These are the commands I ran to test the write requests:

My test file "test1.vmdk" is a 1G empty vmdk image created by using
'qemu-img' tool.

Before optimization:
$ ./bin/qemu-io -f vmdk --cache writeback
qemu-io> open -n -o driver=vmdk test1.vmdk
qemu-io> aio_write 0 128M
qemu-io> wrote 134217728/134217728 bytes at offset 0
128 MiB, 1 ops; 0:00:16.46 (7.772 MiB/sec and 0.0607 ops/sec)

After optimization:
$ ./bin/qemu-io -f vmdk --cache writeback
qemu-io> open -n -o driver=vmdk test1.vmdk
qemu-io> aio_write 0 128M
qemu-io> wrote 134217728/134217728 bytes at offset 0
128 MiB, 1 ops; 0:00:08.19 (15.627 MiB/sec and 0.1221 ops/sec)

Will these work?

Although, I do have to mention that I ran these tests on my PC at home
two weeks ago and since I am back in my college campus again, I no
longer have access to it. Compared to my PC, my laptop has very low
specs (for eg: it embarrassingly takes more than 3 minutes for the
same write request of 128M in the 'before optimization' case), so I
won't be able to reproduce those results here. If possible, can anyone
of you maintainers run these tests with the fio tool on your machines
and send me the results in case the above ones don't work and help me
out? Sorry!

Thanks
Ashijeet

Re: [Qemu-devel] [PATCH 0/2] Allocate mutiple clusters for VMDK I/O

Posted by Stefan Hajnoczi 8 years, 7 months ago

On Thu, Mar 23, 2017 at 4:22 PM, Ashijeet Acharya
<ashijeetacharya@gmail.com> wrote:
> On Thu, Mar 23, 2017 at 8:39 PM, Stefan Hajnoczi <stefanha@gmail.com> wrote:
>> On Tue, Mar 21, 2017 at 09:14:08AM +0000, Ashijeet Acharya wrote:
>>> On Tue, 21 Mar 2017 at 13:21, Stefan Hajnoczi <stefanha@gmail.com> wrote:
>>>
>>> > On Sat, Mar 11, 2017 at 11:54 AM, Ashijeet Acharya
>>> > <ashijeetacharya@gmail.com> wrote:
>>> > > This series optimizes the I/O performance of VMDK driver.
>>> > >
>>> > > Patch 1 makes the VMDK driver to allocate multiple clusters at once.
>>> > Earlier
>>> > > it used to allocate cluster by cluster which slowed down its performance
>>> > to a
>>> > > great extent.
>>> > >
>>> > > Patch 2 changes the metadata update code to update the L2 tables for
>>> > multiple
>>> > > clusters at once.
>>> >
>>> > This patch series is a performance optimization.  Benchmark results
>>> > are required to justify optimizations.  Please include performance
>>> > results in the next revision.
>>> >
>>> > A popular disk I/O benchmarking is fio (https://github.com/axboe/fio).

* [CHALLENGES]:
#1 Decide whether each statement agrees with the VMDK thread, answering yes or no and quoting the exact words that settle it. (a) The test file was a 1G empty vmdk image made with the qemu-img tool. (b) After optimization, the 128M write took 0:00:16.46. (c) Patch 2 makes the driver allocate multiple clusters at once.
#2 In the VMDK thread, how long does the laptop take for the 128M write request in the before-optimization case?
#3 Reproduce word for word the stretch of the VMDK thread from "Posted by Stefan" through "multiple clusters at once.".
Rely on the VMDK thread alone when answering.

Saved entries:
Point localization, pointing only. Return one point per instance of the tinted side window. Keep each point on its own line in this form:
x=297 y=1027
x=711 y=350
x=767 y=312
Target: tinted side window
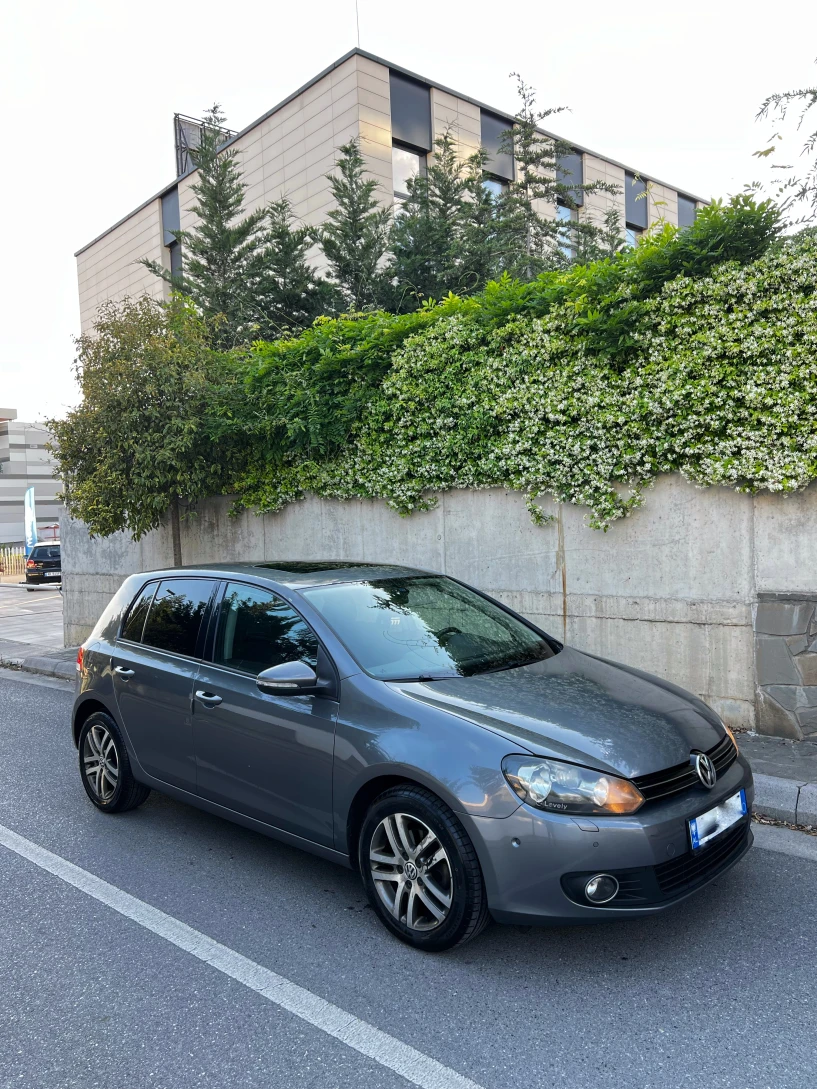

* [OUTPUTS IN ORDER]:
#1
(a) Yes: "a 1G empty vmdk image created by using 'qemu-img' tool."
(b) No: "128 MiB, 1 ops; 0:00:08.19 (15.627 MiB/sec and 0.1221 ops/sec)"
(c) No: "Patch 1 makes the VMDK driver to allocate multiple clusters at once."

#2 More than 3 minutes.

#3
Posted by Stefan Hajnoczi 8 years, 7 months ago

On Thu, Mar 23, 2017 at 4:22 PM, Ashijeet Acharya
<ashijeetacharya@gmail.com> wrote:
> On Thu, Mar 23, 2017 at 8:39 PM, Stefan Hajnoczi <stefanha@gmail.com> wrote:
>> On Tue, Mar 21, 2017 at 09:14:08AM +0000, Ashijeet Acharya wrote:
>>> On Tue, 21 Mar 2017 at 13:21, Stefan Hajnoczi <stefanha@gmail.com> wrote:
>>>
>>> > On Sat, Mar 11, 2017 at 11:54 AM, Ashijeet Acharya
>>> > <ashijeetacharya@gmail.com> wrote:
>>> > > This series optimizes the I/O performance of VMDK driver.
>>> > >
>>> > > Patch 1 makes the VMDK driver to allocate multiple clusters at once.